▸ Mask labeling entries
#####
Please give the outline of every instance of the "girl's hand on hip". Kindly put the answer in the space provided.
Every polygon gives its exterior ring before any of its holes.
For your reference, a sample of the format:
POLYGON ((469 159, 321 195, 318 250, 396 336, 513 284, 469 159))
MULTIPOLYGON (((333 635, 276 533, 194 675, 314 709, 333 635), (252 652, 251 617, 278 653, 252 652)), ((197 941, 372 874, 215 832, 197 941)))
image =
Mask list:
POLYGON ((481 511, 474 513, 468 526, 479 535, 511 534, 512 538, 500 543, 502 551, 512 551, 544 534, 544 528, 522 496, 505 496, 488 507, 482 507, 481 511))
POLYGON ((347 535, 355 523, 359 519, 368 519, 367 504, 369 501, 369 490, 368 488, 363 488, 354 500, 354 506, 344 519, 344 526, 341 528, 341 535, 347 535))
#####
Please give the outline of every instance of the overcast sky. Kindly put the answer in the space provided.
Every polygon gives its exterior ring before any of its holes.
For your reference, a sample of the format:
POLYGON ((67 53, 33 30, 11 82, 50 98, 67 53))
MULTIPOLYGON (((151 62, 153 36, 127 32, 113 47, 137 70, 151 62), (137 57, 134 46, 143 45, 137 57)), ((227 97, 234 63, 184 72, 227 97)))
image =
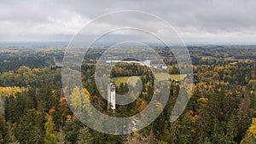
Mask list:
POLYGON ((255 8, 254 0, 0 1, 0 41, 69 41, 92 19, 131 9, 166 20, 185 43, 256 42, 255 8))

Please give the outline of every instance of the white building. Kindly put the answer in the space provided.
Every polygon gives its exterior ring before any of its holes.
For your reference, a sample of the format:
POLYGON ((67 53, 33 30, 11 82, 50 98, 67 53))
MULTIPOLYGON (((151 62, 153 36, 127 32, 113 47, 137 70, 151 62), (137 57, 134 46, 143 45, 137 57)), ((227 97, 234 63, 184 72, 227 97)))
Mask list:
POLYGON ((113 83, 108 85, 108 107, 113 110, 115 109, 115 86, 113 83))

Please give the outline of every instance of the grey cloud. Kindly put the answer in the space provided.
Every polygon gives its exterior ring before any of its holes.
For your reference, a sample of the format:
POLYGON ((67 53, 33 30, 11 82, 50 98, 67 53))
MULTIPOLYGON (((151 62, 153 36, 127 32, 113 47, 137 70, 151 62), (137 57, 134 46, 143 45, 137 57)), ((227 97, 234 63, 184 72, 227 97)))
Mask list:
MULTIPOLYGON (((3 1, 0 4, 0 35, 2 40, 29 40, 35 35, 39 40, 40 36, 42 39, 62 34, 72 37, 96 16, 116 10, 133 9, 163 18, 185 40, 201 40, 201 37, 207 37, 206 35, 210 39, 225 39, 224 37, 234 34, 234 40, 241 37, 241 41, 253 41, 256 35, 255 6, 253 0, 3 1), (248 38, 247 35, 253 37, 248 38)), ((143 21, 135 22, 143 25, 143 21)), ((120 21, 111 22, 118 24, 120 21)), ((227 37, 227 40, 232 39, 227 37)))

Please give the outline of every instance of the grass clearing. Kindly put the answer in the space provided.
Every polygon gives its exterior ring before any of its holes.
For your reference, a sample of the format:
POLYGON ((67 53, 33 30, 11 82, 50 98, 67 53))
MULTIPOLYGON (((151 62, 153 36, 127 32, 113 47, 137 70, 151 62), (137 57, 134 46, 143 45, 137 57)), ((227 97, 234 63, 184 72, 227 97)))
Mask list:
#####
▸ Written exercise
Locate each line in the entries above that contains the word "answer" and reproduce every such line in full.

▸ Response for this exercise
Please give the outline of every instance of the "girl's hand on hip". Kindly put the answer in the space provided.
Please give the outline of every instance of the overcast sky. Kindly put the answer in the space provided.
Please give the outline of every instance of the white building. Kindly put the answer in the space provided.
Please give the outline of every instance of the grey cloud. Kindly put the answer in the space provided.
Please give the outline of every instance of the grass clearing. Kindly put the answer in the space provided.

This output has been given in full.